• DOCUMENT SECTION
Simon Clarke / Equinox Staff

Rachel Vitello

News Editor

On Monday, September 30, all Keene State College students received the 2019 Annual Security Report in their email inbox. The report contains crime statistics over the past three calendar years, ending December 31, 2018, for both KSC’s Keene campus and KSC’s Manchester campus. The security report is in accordance with the requirements of the Jeanne Clery Crime Statistics Act (the Clery Act).

According to the Clery Center, the Clery Act is “a consumer protection law that aims to provide transparency around campus crime policy and statistics.” The crimes reported include sex offenses, robbery, assault, arson, stalking and drug and aolcohol violations, among other crimes.

For the Keene campus, statistics that are higher than others are those pertaining to drugs and alcohol. Disciplinary referrals for drug-related violations on-campus were 279 in 2016, 285 in 2017 and 161 in 2018. Disciplinary referrals for liquor law violations on-campus were higher, with 573 in 2016, 405 in 2017 and 377 in 2018.

Interim Director for Campus Safety Kevin Williams said this issue is due to the culture of the college, but that does not mean there are not consequences.

• INSTRUCTIONS TO FOLLOW
Resume the article on Keene State College's 2019 Annual Security Report, starting right after its final sentence.

• DATASET CONTENT
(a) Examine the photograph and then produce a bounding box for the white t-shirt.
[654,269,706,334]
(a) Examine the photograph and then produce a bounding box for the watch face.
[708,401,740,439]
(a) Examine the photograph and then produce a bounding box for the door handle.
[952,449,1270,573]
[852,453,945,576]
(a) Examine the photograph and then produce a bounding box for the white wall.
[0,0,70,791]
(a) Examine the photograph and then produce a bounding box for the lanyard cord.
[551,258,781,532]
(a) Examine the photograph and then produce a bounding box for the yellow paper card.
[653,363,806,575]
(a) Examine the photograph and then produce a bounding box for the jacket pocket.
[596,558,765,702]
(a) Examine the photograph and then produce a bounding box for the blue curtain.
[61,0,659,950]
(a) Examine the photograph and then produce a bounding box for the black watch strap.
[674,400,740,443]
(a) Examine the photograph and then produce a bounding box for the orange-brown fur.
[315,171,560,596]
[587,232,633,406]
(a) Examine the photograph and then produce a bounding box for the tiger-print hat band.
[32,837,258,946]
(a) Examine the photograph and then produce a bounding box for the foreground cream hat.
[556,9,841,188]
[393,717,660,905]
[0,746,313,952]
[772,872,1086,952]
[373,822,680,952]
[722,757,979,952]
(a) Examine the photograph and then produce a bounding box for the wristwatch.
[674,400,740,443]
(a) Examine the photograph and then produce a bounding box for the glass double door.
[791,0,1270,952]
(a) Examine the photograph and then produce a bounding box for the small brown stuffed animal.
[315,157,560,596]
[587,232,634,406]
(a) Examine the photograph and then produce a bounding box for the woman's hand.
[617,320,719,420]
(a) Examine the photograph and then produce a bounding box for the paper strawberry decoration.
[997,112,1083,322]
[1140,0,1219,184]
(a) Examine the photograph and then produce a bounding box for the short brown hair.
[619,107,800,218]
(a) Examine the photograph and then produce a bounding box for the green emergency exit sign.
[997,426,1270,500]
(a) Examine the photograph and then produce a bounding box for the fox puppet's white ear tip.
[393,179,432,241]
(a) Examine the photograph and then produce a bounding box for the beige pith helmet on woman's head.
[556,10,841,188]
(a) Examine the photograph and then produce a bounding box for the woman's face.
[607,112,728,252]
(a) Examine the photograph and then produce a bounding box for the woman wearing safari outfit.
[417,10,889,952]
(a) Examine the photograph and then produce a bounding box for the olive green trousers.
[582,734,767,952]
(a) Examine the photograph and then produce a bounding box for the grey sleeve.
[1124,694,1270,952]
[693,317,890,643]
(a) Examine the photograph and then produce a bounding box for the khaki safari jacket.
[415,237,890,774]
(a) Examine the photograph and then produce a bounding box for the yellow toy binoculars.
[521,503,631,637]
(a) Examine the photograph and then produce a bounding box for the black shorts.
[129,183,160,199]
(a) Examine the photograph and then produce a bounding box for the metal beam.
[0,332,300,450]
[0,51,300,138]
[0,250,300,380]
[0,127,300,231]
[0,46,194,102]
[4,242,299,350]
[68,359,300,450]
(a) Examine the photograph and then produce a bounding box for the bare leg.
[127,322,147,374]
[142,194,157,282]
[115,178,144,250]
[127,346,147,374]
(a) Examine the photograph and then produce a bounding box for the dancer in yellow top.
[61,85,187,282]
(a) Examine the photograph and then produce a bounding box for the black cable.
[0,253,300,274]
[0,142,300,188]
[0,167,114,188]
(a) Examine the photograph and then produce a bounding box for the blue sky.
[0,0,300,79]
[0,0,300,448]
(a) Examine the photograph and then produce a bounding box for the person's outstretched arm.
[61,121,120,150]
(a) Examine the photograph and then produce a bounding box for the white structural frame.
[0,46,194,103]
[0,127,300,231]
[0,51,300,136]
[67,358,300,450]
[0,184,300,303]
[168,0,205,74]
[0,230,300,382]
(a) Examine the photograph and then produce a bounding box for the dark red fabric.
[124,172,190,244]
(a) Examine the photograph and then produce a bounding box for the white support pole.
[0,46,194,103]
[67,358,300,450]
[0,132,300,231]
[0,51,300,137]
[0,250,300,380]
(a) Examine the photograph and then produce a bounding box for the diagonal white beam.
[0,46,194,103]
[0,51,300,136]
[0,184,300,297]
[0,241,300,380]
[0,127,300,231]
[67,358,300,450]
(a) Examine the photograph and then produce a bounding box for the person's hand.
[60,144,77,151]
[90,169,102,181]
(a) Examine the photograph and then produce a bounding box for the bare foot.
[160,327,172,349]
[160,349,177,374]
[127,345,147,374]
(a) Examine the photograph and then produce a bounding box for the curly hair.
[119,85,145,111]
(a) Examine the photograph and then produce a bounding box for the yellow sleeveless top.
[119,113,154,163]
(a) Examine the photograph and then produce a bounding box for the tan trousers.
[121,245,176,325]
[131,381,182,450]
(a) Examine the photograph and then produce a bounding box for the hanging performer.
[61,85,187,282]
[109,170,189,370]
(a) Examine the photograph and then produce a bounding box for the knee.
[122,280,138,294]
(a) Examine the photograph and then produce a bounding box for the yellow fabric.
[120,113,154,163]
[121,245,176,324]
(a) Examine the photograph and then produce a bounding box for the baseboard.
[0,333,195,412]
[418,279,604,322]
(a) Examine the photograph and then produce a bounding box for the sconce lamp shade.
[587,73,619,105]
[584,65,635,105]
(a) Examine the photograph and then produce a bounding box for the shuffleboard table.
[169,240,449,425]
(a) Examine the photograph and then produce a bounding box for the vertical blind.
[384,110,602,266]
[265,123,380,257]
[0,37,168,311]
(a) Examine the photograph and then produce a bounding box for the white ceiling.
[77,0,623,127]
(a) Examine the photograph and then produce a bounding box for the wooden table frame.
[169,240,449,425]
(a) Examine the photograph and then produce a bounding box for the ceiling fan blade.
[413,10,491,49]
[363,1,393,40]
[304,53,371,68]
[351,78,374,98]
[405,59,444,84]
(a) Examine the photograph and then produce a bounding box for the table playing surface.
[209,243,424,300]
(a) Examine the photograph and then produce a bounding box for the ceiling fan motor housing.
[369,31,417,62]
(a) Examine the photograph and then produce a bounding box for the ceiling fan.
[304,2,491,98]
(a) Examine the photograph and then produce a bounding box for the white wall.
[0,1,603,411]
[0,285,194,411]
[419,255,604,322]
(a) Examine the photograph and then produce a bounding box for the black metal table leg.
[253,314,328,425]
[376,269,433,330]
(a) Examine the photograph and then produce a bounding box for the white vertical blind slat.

• WRITTEN ANSWER
“We have a zero tolerance policy for use of illegal narcotics. We do not tolerate, condone or overlook underage drinking. When we encounter that, the local police are contacted,” Williams said. “We confiscate all illegal drugs we encounter. We dispose of all drug-related paraphernalia; they are seized and destroyed.”

Williams also noted that on college campuses, people who have a medical marijuana card are not exempt from this, as it is still not allowed on school grounds.

According to the report, statistics that increased were sex offenses pertaining to rape and fondling. For instances of on-campus rape in Keene there were seven in 2016, nine in 2017 and nine in 2018. For fondling, there were two reported instances in 2016, five in 2017 and six in 2018.

According to U.S. News and World Report, in light of the ‘#MeToo’ movement in 2017 and 2018 the number of sexual assault crimes reported to the police has increased significanly  nationwide. Williams believes this may be true for Keene’s campus as well.

“People no longer have a tolerance for this type of mindset. Those types of behaviors are not acceptable, period. I am pleased that our student body has chosen to report out when something’s not right,” Williams said. “When you see something, say something.”

KSC Interim Title IX Coordinator Kelli Jo Harper said that KSC itself is actively working to create a prevention and reporting culture on campus.

“The Title IX Office works really closely with departments across campus in trying to have coordinated prevention efforts. Combating this issue really comes from a place of trying to provide lots of opportunities for students, faculty and staff to engage in a conversation about these issues, to have an awareness for people across campus about where you go to report and what the supports are. Even if a student isn’t ready to report, there are confidential resources too,” Harper said.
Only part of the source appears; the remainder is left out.